### Schriftelijke opdracht A
Neem uit de aantekeningen over Weber het stuk van "Verschil handelen –" tot en met "je het doet." letterlijk over.
### Schriftelijke opdracht B
Vul de aantekeningen over Weber aan met het volgende stuk, dat direct na de laatste zin begint.

### Paginafragment
Weber: feiten moeten geïnterpreteerd worden. Hij is tegen de gedachte dat feiten voor zich spreken.
- Historisme: ieder historisch feit is niet te herleiden tot iets anders.
Weber: ‘Je moet gaan Caesar zijn om Caesar te begrijpen’. Het volstaat om hun motieven te begrijpen. Je kan wel degelijk iets of iemand anders begrijpen uit de geschiedenis.
Weber: op methodologisch correcte manier iemands motieven achterhalen door jezelf weg te cijferen. Als je toegang hebt tot iemands motieven, kan je het ook begrijpen en zo de afloop v.h. handelen voorspellen.
Verschil handelen – gedrag:
GEDRAG: Al datgene dat mensen/organismen doen. Vb ademen, peper in gezicht => niezen
HANDELEN: Er is een MOTIEF. Vb. Cola zero want dorst lessen, je weet waarom je het doet.

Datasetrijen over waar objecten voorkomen
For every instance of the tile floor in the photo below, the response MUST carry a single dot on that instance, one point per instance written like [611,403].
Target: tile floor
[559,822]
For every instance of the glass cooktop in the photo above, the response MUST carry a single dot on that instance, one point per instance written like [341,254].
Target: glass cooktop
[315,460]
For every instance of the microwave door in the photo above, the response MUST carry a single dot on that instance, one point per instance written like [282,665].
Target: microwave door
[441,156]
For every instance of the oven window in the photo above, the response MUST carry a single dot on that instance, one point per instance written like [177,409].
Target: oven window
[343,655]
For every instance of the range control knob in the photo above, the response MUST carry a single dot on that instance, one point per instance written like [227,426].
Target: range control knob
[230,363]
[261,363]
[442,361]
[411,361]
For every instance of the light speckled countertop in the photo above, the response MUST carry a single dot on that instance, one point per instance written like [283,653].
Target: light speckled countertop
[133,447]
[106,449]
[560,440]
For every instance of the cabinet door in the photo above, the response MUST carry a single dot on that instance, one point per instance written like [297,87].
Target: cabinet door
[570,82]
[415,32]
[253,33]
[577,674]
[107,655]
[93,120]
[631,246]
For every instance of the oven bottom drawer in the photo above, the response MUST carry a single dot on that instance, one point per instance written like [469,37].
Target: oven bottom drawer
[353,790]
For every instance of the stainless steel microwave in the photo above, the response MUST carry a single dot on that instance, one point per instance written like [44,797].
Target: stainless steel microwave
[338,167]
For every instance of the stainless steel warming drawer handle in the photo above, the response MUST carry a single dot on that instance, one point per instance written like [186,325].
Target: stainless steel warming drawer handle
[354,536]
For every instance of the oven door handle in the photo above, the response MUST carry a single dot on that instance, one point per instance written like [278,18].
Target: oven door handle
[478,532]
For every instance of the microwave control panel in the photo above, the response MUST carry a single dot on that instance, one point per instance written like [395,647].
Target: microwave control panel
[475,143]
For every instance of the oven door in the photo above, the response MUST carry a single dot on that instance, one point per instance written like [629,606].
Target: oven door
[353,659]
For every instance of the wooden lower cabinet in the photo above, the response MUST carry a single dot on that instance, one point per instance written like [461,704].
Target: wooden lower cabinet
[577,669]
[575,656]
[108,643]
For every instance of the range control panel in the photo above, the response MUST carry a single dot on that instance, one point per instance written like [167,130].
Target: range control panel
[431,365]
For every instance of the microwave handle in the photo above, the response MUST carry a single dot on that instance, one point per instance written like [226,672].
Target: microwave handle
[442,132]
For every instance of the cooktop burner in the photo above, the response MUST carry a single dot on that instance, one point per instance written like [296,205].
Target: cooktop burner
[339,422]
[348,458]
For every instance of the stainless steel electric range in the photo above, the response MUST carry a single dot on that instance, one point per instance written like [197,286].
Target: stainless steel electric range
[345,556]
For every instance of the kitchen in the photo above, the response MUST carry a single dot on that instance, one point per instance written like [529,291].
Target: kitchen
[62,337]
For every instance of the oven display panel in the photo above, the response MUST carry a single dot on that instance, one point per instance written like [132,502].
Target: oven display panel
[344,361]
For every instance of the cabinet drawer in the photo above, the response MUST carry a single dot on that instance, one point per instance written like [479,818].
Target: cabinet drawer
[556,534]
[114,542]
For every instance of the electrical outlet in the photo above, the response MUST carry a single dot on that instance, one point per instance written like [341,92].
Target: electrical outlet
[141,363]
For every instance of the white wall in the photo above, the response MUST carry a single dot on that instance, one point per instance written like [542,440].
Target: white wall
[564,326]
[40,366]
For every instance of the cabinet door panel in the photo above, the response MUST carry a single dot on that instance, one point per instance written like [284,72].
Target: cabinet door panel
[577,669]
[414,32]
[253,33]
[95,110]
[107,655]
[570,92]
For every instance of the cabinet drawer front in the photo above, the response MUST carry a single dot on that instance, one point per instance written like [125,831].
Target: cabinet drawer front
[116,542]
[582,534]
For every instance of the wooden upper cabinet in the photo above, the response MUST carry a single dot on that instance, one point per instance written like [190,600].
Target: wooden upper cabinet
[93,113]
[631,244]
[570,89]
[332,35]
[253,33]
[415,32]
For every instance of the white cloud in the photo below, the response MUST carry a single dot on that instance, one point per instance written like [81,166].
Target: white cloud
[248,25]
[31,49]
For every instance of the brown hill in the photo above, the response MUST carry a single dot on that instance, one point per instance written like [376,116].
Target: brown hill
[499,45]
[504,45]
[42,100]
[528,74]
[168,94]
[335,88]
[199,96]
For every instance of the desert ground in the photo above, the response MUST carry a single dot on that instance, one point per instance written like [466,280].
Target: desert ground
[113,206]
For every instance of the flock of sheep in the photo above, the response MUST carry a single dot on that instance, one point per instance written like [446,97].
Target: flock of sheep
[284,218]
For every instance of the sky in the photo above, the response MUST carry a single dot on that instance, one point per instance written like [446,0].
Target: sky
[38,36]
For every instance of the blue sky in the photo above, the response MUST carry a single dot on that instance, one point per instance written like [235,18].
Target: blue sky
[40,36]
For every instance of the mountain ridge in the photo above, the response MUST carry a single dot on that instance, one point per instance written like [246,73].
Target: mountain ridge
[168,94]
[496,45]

### Resultaat oefening A
Verschil handelen – gedrag:
GEDRAG: Al datgene dat mensen/organismen doen. Vb ademen, peper in gezicht => niezen
HANDELEN: Er is een MOTIEF. Vb. Cola zero want dorst lessen, je weet waarom je het doet.

### Resultaat oefening B
Vb: zonnen: gedrag: zonder motief
sociaal handelen: doel = bvb bruin zien
Sociaal handelen
= zinvol en betrokken op anderen
je ziet verbanden en je bent je daar bewust van. Vb: slang in les- daar zie je de zin niet van in.
Durkheim: sociale feiten kunnen op ons inwerken zonder dat we er ons bewust van zijn.
! Imitatie is zonder nadenken, nabootsen, pure reactie.. grens met sociaal handelen is niet duidelijk.
Vb. Concert ACDC: klappen, rechtveren, .. is imitatie, niet sociaal handelen.
-> Afhankelijk van wat er in het hoofd van de betrokkenen omgaat.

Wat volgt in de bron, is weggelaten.